* **Pointing dataset records**:

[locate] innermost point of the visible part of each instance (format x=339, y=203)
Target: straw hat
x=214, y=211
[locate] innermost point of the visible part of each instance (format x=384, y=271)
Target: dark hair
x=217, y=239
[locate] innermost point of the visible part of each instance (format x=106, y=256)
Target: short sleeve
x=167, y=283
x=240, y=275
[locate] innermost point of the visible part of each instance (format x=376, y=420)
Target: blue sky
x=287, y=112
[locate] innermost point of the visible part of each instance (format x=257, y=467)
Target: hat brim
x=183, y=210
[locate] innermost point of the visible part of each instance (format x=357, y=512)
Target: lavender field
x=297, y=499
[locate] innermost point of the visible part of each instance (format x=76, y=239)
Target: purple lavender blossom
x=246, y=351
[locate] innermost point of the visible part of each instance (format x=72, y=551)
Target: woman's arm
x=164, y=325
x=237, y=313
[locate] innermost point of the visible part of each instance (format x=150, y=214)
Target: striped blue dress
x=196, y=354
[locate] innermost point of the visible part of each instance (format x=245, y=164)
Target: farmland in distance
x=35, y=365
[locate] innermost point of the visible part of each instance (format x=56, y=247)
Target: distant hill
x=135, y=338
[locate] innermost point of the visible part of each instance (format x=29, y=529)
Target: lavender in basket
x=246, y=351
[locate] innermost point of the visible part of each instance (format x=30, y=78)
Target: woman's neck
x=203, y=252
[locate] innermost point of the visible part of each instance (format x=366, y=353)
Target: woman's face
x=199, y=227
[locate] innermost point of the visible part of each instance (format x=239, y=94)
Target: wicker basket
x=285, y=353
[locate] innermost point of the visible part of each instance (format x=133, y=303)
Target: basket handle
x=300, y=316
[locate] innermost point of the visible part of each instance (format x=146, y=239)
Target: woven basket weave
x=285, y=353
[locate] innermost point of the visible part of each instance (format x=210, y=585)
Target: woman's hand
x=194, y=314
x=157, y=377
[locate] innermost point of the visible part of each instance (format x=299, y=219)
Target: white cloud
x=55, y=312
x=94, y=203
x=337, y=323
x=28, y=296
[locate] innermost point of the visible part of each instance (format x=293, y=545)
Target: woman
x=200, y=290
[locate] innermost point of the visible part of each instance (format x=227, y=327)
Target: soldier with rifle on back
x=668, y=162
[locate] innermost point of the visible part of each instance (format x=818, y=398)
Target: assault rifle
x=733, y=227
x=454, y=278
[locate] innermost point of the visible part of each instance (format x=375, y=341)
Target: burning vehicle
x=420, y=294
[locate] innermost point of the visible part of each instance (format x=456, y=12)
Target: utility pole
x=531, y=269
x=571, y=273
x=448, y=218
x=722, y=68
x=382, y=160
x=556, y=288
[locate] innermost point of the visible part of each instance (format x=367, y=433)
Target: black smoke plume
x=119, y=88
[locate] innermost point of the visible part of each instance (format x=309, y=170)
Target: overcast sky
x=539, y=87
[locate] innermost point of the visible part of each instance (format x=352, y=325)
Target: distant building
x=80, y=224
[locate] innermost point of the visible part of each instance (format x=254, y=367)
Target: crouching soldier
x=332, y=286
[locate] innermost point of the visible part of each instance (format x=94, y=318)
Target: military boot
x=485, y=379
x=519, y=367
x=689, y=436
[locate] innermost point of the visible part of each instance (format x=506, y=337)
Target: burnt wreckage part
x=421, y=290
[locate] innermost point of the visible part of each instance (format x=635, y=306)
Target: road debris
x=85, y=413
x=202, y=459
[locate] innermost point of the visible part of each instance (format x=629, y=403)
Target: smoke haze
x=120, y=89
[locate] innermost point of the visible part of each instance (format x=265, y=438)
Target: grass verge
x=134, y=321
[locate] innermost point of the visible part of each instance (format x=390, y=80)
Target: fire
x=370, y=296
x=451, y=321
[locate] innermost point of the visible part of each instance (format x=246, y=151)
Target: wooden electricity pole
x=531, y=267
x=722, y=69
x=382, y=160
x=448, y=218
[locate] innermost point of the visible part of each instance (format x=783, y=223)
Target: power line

* **Task goal**:
Retype every record above exactly as written.

* **Task response**:
[locate] innermost point of the visible part of each instance (format x=339, y=203)
Target: straw hat
x=214, y=211
[locate] innermost point of the visible part of each instance (format x=384, y=271)
Target: dark hair
x=217, y=239
[locate] innermost point of the visible part of each instance (format x=106, y=256)
Target: short sleeve
x=167, y=283
x=240, y=275
[locate] innermost point of the visible part of each instance (format x=376, y=420)
Target: blue sky
x=287, y=112
[locate] innermost point of the visible part of each instance (format x=257, y=467)
Target: hat brim
x=183, y=210
[locate] innermost point of the visible part of each instance (format x=357, y=512)
Target: lavender field
x=297, y=499
[locate] innermost point of the visible part of each instance (format x=76, y=239)
Target: purple lavender blossom
x=246, y=351
[locate] innermost point of the visible part of each instance (format x=72, y=551)
Target: woman's arm
x=164, y=325
x=237, y=313
[locate] innermost point of the visible part of each instance (format x=150, y=214)
Target: striped blue dress
x=196, y=354
[locate] innermost point of the visible part of each instance (format x=245, y=164)
Target: farmland in distance
x=35, y=365
[locate] innermost point of the visible part of each instance (format x=56, y=247)
Target: distant hill
x=135, y=338
[locate] innermost point of the visible part of each instance (format x=29, y=529)
Target: lavender in basket
x=246, y=351
[locate] innermost point of the visible part of each instance (format x=30, y=78)
Target: woman's neck
x=203, y=252
[locate] innermost point of the visible part of each instance (format x=366, y=353)
Target: woman's face
x=199, y=227
[locate] innermost point of the visible part of each instance (format x=239, y=94)
Target: wicker basket
x=285, y=353
[locate] innermost point of the visible part of each instance (format x=133, y=303)
Target: basket handle
x=300, y=316
[locate] innermost point of the visible part of each instance (format x=146, y=239)
Target: woven basket weave
x=285, y=353
[locate] innermost point of the visible part of each instance (format x=210, y=585)
Target: woman's hand
x=194, y=314
x=157, y=377
[locate] innermost point of the visible part of each instance (format x=299, y=219)
Target: white cloud
x=55, y=312
x=94, y=203
x=337, y=323
x=28, y=296
[locate] innermost point of the visible part of each instance (format x=293, y=545)
Target: woman
x=200, y=290
[locate] innermost point of the visible part of each instance (format x=227, y=327)
Target: soldier with rifle on back
x=668, y=162
[locate] innermost point of the visible part of each instance (format x=818, y=398)
Target: assault rifle
x=733, y=227
x=454, y=278
[locate] innermost point of the visible part of each instance (format x=375, y=341)
Target: burning vehicle
x=420, y=294
[locate] innermost point of the visible part of each instance (format x=456, y=12)
Target: utility pole
x=531, y=269
x=571, y=273
x=448, y=218
x=722, y=68
x=382, y=160
x=556, y=288
[locate] innermost point of the visible part of each instance (format x=367, y=433)
Target: black smoke plume
x=119, y=88
[locate] innermost point of the visible part of each instance (format x=309, y=170)
Target: overcast sky
x=539, y=87
[locate] innermost point of the visible part of each instance (format x=352, y=325)
Target: distant building
x=80, y=224
[locate] innermost point of the visible part of each instance (format x=254, y=367)
Target: crouching soldier
x=332, y=286
[locate] innermost point of the visible part of each instance (format x=94, y=318)
Target: military boot
x=485, y=379
x=519, y=367
x=689, y=436
[locate] innermost point of the visible part of each instance (format x=506, y=337)
Target: burnt wreckage part
x=421, y=290
[locate] innermost point of the visible part of each instance (format x=635, y=306)
Target: road debris
x=85, y=413
x=202, y=459
[locate] innermost point of the visible part of each instance (format x=629, y=403)
Target: smoke haze
x=120, y=89
[locate] innermost point of the visible part of each instance (format x=265, y=438)
Target: grass verge
x=134, y=321
[locate] innermost point of the visible part of each instance (format x=390, y=80)
Target: fire
x=370, y=296
x=451, y=321
[locate] innermost point of the visible part of each instance (format x=246, y=151)
Target: wooden electricity pole
x=531, y=267
x=722, y=69
x=382, y=160
x=448, y=218
[locate] innermost point of the visible part of each instance (format x=783, y=223)
Target: power line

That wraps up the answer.